- SET PROBLEM: Pick out every line in the listing below that contains the string "track", treating uppercase and lowercase letters as different.

- EXERCISE MATERIAL:

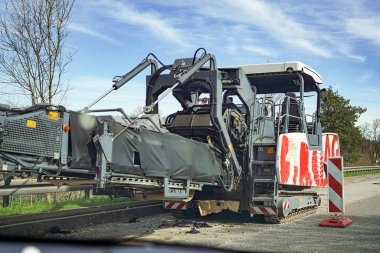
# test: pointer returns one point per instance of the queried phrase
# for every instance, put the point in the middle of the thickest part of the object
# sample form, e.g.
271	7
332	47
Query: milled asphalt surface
239	232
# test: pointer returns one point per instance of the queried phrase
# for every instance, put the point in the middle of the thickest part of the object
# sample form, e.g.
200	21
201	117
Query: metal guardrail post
5	201
86	194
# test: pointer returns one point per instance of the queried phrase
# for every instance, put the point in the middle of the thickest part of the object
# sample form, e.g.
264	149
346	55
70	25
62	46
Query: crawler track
36	225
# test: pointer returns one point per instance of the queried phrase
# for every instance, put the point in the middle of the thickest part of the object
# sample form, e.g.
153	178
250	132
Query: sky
339	39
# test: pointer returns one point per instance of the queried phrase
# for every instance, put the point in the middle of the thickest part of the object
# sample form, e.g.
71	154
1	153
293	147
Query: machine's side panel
331	146
296	164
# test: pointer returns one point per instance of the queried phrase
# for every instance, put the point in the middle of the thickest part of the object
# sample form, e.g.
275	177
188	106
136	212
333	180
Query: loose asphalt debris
193	230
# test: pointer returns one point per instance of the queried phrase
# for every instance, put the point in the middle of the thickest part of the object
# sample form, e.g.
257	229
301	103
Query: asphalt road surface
239	232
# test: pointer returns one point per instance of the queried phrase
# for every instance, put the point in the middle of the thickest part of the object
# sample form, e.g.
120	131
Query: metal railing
361	168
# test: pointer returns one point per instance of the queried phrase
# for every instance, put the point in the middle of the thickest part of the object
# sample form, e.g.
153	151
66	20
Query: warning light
66	128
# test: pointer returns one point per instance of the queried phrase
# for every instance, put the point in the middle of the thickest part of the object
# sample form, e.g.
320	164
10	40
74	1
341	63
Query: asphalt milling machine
242	140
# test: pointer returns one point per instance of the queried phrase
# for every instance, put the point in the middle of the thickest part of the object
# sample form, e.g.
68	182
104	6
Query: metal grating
43	140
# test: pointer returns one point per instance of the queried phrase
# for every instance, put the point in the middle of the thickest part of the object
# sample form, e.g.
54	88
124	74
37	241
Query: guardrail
31	186
361	168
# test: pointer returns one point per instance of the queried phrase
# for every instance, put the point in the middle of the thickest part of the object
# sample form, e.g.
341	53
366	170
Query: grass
39	206
359	173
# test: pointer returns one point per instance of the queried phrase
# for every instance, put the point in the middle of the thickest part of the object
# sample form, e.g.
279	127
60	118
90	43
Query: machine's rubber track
185	214
274	219
299	213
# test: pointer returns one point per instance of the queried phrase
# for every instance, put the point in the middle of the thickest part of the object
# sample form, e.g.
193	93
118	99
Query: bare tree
32	59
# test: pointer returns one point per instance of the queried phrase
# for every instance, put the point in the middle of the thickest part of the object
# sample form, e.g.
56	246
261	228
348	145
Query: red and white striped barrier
285	205
335	195
336	182
175	205
264	210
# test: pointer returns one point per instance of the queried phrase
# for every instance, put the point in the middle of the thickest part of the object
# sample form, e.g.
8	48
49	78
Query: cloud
88	31
365	77
158	25
86	88
258	50
365	28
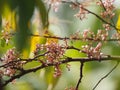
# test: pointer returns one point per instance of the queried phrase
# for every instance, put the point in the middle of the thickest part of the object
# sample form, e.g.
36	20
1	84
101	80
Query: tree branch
67	60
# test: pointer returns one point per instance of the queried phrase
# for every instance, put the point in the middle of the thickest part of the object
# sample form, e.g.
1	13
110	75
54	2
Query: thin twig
106	76
100	18
81	75
105	10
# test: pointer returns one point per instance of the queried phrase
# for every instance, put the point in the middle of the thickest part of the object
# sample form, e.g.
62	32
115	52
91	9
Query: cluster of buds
57	71
87	34
39	48
116	36
81	13
55	52
108	7
10	62
107	27
93	52
53	3
102	35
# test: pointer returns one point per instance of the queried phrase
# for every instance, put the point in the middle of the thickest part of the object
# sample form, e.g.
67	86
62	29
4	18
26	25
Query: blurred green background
30	16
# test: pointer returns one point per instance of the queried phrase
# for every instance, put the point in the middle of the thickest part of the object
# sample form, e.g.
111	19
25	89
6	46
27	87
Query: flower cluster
101	35
71	88
10	62
6	36
54	3
81	13
93	52
108	7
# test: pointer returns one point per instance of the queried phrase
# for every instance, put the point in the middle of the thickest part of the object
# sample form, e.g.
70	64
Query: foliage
40	36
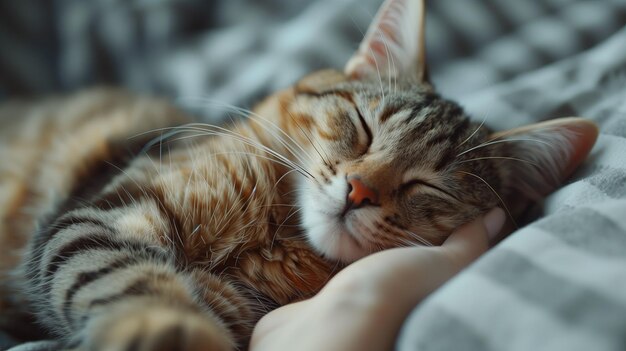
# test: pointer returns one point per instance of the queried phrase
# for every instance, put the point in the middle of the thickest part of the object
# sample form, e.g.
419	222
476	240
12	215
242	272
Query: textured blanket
557	284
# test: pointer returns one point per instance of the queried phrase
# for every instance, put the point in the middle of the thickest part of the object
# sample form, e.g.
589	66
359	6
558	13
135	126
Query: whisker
501	141
496	193
474	133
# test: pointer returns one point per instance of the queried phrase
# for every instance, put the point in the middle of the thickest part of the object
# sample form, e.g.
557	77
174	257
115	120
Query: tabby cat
123	228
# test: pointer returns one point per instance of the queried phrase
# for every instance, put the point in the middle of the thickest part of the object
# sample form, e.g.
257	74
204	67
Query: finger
472	239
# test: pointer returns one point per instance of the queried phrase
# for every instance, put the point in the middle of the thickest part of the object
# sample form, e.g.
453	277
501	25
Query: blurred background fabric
556	284
236	51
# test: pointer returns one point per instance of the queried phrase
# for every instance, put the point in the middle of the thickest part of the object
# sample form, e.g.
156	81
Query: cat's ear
394	43
545	154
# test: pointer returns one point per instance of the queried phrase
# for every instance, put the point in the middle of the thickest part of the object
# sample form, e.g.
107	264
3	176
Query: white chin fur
325	230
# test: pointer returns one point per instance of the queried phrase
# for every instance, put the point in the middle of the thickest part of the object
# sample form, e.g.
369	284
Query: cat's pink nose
359	194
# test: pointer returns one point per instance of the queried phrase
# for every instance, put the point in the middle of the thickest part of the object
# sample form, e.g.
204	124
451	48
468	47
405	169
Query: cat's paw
156	328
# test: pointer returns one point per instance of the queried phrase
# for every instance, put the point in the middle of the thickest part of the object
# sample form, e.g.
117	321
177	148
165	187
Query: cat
126	227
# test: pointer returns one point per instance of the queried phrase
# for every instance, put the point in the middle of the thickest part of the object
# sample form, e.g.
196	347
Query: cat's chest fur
226	207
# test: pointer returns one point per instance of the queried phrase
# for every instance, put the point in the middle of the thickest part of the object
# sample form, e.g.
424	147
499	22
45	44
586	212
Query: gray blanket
557	284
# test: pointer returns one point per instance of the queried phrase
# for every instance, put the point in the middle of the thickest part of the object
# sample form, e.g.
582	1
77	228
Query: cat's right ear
393	45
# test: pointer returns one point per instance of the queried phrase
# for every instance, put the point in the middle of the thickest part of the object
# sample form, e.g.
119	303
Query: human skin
363	307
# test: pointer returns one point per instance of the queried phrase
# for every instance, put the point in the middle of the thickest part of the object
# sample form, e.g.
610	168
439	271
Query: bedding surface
557	283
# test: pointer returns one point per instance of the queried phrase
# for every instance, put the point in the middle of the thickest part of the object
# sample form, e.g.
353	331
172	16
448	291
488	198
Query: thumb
469	241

- TASK ANSWER:
Query: crawler track
Query: machine's rubber track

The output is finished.